▶ Aim of the exercise:
Look through the records and copy every line in which "wearing" appears.

▶ Information provided:
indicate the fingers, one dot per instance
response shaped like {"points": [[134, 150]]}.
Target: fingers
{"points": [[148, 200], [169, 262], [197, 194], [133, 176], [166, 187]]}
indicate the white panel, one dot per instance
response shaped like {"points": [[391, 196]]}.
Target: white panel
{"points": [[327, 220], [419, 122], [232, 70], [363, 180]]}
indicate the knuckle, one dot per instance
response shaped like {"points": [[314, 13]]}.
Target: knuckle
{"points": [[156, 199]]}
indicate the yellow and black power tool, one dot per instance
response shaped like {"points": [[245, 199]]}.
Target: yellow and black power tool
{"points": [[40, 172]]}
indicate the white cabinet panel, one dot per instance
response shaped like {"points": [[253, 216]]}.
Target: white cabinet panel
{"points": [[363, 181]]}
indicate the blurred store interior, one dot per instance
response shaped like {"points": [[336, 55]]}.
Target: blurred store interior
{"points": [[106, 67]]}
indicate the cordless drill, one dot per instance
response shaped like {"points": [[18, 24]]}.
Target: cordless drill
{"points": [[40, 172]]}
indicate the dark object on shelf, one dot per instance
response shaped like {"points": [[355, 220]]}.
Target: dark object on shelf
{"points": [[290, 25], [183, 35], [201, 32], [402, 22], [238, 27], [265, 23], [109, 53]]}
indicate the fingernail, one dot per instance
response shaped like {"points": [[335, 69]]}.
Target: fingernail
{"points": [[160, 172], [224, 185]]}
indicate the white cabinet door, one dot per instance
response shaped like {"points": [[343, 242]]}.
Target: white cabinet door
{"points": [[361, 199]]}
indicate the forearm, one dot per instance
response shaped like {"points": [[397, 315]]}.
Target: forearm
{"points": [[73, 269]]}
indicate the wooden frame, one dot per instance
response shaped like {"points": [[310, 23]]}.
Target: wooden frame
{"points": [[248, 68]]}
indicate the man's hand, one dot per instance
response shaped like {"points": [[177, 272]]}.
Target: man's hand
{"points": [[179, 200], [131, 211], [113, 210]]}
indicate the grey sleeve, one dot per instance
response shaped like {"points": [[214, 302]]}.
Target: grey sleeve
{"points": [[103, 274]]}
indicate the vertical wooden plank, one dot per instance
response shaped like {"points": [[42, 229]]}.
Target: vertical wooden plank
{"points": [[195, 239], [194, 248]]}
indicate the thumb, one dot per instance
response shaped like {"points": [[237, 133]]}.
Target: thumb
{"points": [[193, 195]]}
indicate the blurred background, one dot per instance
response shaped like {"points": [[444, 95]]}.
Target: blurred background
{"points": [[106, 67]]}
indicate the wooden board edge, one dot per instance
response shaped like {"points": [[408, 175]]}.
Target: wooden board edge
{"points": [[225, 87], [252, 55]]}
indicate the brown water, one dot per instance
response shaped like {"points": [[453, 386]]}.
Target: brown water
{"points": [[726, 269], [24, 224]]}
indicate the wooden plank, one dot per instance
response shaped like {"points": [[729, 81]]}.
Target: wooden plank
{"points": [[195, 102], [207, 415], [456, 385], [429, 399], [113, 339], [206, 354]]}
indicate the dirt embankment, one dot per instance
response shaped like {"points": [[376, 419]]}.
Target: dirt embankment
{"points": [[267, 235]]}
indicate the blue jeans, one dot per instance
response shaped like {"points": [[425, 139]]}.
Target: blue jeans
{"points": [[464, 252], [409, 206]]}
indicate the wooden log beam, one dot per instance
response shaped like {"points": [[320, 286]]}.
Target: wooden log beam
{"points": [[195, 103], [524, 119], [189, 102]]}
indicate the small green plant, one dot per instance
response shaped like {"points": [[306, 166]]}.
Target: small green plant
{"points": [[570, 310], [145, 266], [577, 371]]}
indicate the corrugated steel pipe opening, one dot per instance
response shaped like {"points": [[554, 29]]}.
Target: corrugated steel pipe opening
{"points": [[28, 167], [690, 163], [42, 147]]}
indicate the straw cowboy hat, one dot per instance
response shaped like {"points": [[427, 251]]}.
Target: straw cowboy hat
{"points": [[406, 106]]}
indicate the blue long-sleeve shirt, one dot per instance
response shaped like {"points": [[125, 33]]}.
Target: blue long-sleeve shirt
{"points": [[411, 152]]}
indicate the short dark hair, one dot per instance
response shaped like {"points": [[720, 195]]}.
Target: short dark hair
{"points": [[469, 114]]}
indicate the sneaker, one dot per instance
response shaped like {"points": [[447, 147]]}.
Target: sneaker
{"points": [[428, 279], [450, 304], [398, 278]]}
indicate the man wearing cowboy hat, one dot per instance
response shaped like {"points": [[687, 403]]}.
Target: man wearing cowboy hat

▶ Completed task:
indicate the man wearing cowboy hat, one dot per instance
Target: man wearing cowboy hat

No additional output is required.